▸ Extract to read
↓↓↓

GROUP operator
The GROUP operator creates a property implementing grouping.
Syntax
GROUP
type [expr1, ..., exprN]
[orderClause]
[TOP topExpr [OFFSET offsetExpr]]
[WHERE whereExpr]
[BY groupExpr1, ..., groupExprM]
The type subrule, which is used immediately after GROUP, has the following syntax:
SUM | MAX | MIN | AGGR | NAGGR | EQUAL | CONCAT | LAST | CUSTOM [NULL] [className] aggrFunc
The orderClause subrule, which is used after the list of aggregated expressions, has the following syntax:
[WITHIN] ORDER [DESC] orderExpr1, ..., orderExprK
Here type specifies the aggregate function kind, while orderClause specifies the ordering form: either regular ORDER ... or WITHIN ORDER ... for ordered-set CUSTOM aggregates.
Description
The GROUP operator creates a property implementing grouping. The type of grouping is determined by the type of the aggregate function. This operator differs from others in that it can implicitly declare its parameters in the expressions used (by analogy with the = statement when the parameters are not defined explicitly). At the same time, it is important to understand that these "implicitly declared" parameters are not parameters of the created property (which are actually determined by the BY block and / or the upper parameters used)

↑↑↑

▸ Data provided
↓↓↓

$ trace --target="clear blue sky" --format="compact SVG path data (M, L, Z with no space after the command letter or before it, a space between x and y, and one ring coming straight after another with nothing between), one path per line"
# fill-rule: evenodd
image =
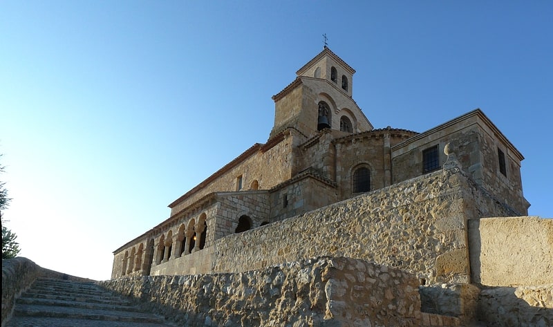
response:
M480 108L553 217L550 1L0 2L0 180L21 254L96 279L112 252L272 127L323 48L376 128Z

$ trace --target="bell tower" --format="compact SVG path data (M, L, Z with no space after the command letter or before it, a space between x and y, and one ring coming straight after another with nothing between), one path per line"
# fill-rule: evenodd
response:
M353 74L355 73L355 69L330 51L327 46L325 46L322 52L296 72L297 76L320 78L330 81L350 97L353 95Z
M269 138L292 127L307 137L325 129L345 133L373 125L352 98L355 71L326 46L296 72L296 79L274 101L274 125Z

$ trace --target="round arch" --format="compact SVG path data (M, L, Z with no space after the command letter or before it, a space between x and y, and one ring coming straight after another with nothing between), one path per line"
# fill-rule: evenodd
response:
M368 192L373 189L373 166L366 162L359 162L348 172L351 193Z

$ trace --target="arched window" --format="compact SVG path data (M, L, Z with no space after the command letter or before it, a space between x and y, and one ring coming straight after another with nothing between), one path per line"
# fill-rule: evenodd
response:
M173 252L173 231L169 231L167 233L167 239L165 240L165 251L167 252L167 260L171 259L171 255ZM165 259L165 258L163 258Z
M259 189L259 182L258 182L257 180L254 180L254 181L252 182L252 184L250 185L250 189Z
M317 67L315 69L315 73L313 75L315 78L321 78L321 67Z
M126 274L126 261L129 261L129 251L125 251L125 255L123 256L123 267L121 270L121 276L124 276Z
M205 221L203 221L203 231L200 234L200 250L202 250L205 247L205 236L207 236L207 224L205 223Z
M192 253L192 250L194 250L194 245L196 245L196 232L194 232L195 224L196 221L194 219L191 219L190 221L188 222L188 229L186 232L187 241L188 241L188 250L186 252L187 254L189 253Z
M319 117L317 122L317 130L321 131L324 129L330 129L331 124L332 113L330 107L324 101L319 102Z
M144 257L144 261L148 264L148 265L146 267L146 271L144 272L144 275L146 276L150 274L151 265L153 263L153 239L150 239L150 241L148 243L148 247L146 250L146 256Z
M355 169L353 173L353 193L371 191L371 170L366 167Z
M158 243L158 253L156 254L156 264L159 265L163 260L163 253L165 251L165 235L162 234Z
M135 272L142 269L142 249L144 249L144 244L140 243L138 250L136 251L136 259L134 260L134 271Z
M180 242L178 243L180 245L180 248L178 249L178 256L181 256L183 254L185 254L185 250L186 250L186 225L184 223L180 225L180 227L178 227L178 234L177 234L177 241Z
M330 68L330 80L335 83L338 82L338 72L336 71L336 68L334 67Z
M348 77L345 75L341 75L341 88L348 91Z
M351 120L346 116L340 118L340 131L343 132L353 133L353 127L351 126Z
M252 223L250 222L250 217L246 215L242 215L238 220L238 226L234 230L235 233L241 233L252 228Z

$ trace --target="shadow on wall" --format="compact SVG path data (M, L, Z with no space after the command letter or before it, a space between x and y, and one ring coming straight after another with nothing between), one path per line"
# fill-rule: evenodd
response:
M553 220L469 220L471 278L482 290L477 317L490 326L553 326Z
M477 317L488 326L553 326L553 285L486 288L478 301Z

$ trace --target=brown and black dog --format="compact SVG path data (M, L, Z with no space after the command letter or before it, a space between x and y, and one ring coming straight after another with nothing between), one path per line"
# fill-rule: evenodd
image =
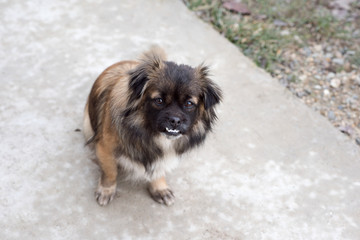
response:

↑↑↑

▸ Stated goal
Reproduce the full GROUP operator reference from above, word for word.

▸ Expected answer
GROUP operator
The GROUP operator creates a property implementing grouping.
Syntax
GROUP
type [expr1, ..., exprN]
[orderClause]
[TOP topExpr [OFFSET offsetExpr]]
[WHERE whereExpr]
[BY groupExpr1, ..., groupExprM]
The type subrule, which is used immediately after GROUP, has the following syntax:
SUM | MAX | MIN | AGGR | NAGGR | EQUAL | CONCAT | LAST | CUSTOM [NULL] [className] aggrFunc
The orderClause subrule, which is used after the list of aggregated expressions, has the following syntax:
[WITHIN] ORDER [DESC] orderExpr1, ..., orderExprK
Here type specifies the aggregate function kind, while orderClause specifies the ordering form: either regular ORDER ... or WITHIN ORDER ... for ordered-set CUSTOM aggregates.
Description
The GROUP operator creates a property implementing grouping. The type of grouping is determined by the type of the aggregate function. This operator differs from others in that it can implicitly declare its parameters in the expressions used (by analogy with the = statement when the parameters are not defined explicitly). At the same time, it is important to understand that these "implicitly declared" parameters are not parameters of the created property (which are actually determined by the BY block and / or the upper parameters used)